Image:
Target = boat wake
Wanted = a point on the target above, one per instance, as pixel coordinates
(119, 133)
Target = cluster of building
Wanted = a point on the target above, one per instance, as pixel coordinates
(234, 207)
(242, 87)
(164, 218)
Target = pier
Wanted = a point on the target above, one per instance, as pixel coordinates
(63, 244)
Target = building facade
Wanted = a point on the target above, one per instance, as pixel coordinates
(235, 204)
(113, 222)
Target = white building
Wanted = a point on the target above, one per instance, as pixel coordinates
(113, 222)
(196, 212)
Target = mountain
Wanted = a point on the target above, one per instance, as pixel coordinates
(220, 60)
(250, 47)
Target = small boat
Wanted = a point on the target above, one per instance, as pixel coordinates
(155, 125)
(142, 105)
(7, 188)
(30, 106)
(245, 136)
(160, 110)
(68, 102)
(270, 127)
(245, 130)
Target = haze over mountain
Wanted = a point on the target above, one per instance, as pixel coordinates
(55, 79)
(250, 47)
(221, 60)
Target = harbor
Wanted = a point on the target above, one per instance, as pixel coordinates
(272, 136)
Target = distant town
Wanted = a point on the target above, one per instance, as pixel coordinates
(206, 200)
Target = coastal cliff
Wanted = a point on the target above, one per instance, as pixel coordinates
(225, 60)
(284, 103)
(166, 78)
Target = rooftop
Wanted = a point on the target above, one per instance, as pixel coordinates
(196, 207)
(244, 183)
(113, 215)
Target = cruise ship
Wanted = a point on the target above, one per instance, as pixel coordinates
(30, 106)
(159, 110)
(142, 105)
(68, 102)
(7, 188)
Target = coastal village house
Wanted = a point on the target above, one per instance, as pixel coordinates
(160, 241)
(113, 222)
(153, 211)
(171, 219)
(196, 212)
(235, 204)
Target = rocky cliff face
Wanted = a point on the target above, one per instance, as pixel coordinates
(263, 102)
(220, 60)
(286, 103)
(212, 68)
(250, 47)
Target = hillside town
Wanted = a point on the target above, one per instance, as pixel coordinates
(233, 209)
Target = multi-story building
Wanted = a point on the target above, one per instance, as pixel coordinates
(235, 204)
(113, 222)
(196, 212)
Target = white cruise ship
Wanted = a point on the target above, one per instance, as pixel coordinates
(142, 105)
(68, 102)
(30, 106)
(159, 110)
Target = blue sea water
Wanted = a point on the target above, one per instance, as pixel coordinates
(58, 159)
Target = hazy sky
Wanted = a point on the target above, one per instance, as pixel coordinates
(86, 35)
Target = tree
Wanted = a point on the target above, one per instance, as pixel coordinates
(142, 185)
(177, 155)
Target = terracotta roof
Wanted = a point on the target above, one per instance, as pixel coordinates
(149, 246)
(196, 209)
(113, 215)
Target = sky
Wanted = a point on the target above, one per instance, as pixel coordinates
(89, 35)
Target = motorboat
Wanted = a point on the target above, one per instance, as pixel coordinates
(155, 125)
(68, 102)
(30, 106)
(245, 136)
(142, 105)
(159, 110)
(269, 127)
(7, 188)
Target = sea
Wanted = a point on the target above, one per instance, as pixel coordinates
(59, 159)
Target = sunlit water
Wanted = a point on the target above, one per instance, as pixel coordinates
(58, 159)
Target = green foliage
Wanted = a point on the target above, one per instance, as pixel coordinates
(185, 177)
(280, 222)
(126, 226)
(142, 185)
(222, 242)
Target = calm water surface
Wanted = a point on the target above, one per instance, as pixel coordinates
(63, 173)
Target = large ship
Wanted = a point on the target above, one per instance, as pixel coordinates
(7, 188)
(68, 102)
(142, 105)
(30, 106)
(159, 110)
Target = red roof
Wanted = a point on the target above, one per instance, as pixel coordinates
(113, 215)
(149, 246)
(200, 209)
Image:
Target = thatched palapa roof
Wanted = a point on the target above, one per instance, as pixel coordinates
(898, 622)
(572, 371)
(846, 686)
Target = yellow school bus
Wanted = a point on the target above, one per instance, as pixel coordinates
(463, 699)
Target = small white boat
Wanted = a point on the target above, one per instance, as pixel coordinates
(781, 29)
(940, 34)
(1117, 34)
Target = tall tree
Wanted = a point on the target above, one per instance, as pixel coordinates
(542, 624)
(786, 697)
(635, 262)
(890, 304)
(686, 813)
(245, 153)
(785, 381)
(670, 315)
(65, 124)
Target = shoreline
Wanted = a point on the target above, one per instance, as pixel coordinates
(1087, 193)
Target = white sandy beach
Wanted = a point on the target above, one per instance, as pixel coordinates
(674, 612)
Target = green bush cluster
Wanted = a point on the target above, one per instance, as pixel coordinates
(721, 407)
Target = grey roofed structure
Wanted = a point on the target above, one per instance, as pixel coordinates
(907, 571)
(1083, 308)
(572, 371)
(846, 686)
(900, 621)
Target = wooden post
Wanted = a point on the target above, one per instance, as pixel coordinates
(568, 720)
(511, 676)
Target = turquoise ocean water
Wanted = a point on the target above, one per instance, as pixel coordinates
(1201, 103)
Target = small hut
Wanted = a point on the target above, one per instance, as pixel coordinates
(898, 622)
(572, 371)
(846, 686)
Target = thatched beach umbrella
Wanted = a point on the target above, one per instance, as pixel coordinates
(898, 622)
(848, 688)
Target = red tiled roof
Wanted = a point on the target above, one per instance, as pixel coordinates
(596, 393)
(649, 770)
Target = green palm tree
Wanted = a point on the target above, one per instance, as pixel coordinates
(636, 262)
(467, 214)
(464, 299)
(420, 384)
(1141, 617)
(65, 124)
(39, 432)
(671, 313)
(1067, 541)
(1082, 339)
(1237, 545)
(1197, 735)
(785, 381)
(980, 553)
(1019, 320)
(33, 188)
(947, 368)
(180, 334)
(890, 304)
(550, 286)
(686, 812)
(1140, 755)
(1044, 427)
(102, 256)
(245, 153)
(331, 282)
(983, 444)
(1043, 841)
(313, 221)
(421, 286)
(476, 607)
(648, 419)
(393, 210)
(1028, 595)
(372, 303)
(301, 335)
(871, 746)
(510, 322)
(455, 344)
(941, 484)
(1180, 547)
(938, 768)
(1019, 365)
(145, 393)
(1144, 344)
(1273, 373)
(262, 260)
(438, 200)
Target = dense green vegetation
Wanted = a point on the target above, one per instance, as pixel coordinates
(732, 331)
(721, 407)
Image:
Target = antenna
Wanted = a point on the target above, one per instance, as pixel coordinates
= = =
WHAT YOU NEED TO DO →
Repeat word for word each line from the one with "Target = shoreline" to the end of the records above, inclusive.

REPLY TO THE TASK →
Target = shoreline
Wanted = a point on the target above, one per instance, as pixel coordinates
(1087, 193)
Target = white sandy beach
Wanted = a point on the target above, one per instance, as pixel coordinates
(674, 612)
Target = green bush cluster
Wanted = a point on the target above, one per instance, as pixel coordinates
(721, 407)
Target = grey roofed structure
Wanted = a point on the target above, one per instance, as pixel coordinates
(907, 571)
(1083, 308)
(572, 371)
(846, 686)
(900, 621)
Target = wooden post
Wanted = a point on the target above, one per instance, as pixel coordinates
(568, 720)
(511, 676)
Target = turquoise ocean water
Wanted = a point on the target above, one per instance, as pixel coordinates
(1201, 103)
Target = small hut
Wanted = a point on the target above, one per instance, as pixel coordinates
(898, 622)
(572, 371)
(846, 686)
Target = thatched beach umbrella
Wanted = a point on the target above, one per instance, as pixel coordinates
(898, 622)
(848, 688)
Target = red tiled roof
Wanted = a point on the target above, one per instance, as pixel coordinates
(596, 393)
(649, 770)
Target = green palm tree
Wanted = a point on the target above, one per instance, as pixel coordinates
(636, 262)
(467, 214)
(464, 299)
(420, 384)
(1141, 617)
(65, 124)
(39, 432)
(671, 313)
(1067, 541)
(1082, 339)
(1237, 545)
(1197, 735)
(785, 381)
(980, 553)
(1019, 320)
(33, 188)
(947, 368)
(180, 334)
(890, 304)
(550, 286)
(686, 812)
(1140, 755)
(1044, 427)
(102, 256)
(245, 153)
(331, 282)
(983, 444)
(1043, 841)
(313, 221)
(421, 286)
(476, 607)
(648, 419)
(393, 210)
(1028, 595)
(372, 303)
(301, 335)
(871, 746)
(510, 322)
(455, 344)
(941, 484)
(1180, 547)
(938, 768)
(1019, 365)
(145, 393)
(1144, 344)
(1273, 373)
(262, 260)
(438, 200)
Target = dense green vegetation
Wanted = a point on the target above, one per instance, as pixel coordinates
(732, 331)
(721, 407)
Image:
Target = antenna
Wanted = a point on the target above, one per instance, as pixel coordinates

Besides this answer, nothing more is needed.